Description of the task
For the full listing below, write out each entry exactly and exclude the images.

Provided data
┄┄┄┄┄┄┄┄┄┄┄┄┄┄┄┄┄┄┄┄

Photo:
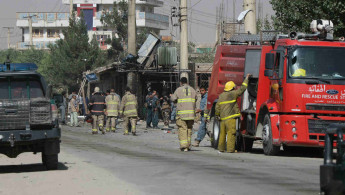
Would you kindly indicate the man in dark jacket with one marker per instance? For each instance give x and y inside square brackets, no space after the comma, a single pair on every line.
[97,106]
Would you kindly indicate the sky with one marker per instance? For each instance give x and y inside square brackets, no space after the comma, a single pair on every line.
[201,13]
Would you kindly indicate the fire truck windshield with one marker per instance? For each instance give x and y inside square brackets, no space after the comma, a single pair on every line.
[317,63]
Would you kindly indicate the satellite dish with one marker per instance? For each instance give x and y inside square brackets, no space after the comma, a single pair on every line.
[243,15]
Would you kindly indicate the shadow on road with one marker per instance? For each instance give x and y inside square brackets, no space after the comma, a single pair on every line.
[300,152]
[28,168]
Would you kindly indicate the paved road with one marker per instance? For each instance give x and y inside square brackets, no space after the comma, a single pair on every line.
[151,163]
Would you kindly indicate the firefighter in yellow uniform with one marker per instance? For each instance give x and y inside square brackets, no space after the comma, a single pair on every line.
[112,102]
[186,98]
[129,106]
[228,111]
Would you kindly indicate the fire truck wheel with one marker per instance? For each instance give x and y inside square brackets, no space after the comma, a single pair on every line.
[267,141]
[215,126]
[244,144]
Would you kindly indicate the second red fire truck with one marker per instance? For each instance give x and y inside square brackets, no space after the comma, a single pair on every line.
[297,88]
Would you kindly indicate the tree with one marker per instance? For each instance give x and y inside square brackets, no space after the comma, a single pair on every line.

┄┄┄┄┄┄┄┄┄┄┄┄┄┄┄┄┄┄┄┄

Output
Photo:
Would you kindly indicate the man in dark jacket with one marker per instance? For each instance give x and y inside square brackets, no space after the comma, a single pair on every line.
[97,106]
Would you kindly indicate the sky with one marker per instance? For each instance give x and y inside square brackets, no space after the comma, a single pair on every line.
[201,13]
Would you kindly indicate the fire truck windshield with one marker per instance? For each instance give x and y inside square brackets, no space after the comma, a single pair on every line.
[317,63]
Would you kindly indicate the satellite dish with one marker per instance? For each instance give x and y inside square brackets, no space after the comma, a single pair on every line.
[243,15]
Would you kindly indicate the shadow on road with one marker per instance? For each instance give x and y inside square brackets, no space after the comma, a single pair on every line.
[300,152]
[28,168]
Would you kindly indicate the paved road with one marker per instance? For each instance give x and y inside square brackets, no space after the comma, a single pair on every line.
[151,163]
Would you kindly indicate the firefighter in yellow uniform with one marker per instance? For each instance give x and y inside square brackets, no space after the comma, a single pair on every line.
[112,102]
[186,98]
[129,106]
[228,111]
Would you kindly indicate the fire truck wheel with one marker per instance? For each instance give x and y inside square brackets, no space after the comma, a single pair on every line.
[267,141]
[215,126]
[244,144]
Would you kindly indicate the second red fire truck with one marker per instance? For each instance give x and y inside square brackets, no space after the comma, a single pair on every line.
[297,88]
Would you kindly indicate the tree with one marker per instance? For each instance give x and y inside square brackets, no space after the comma, a single pair on every line.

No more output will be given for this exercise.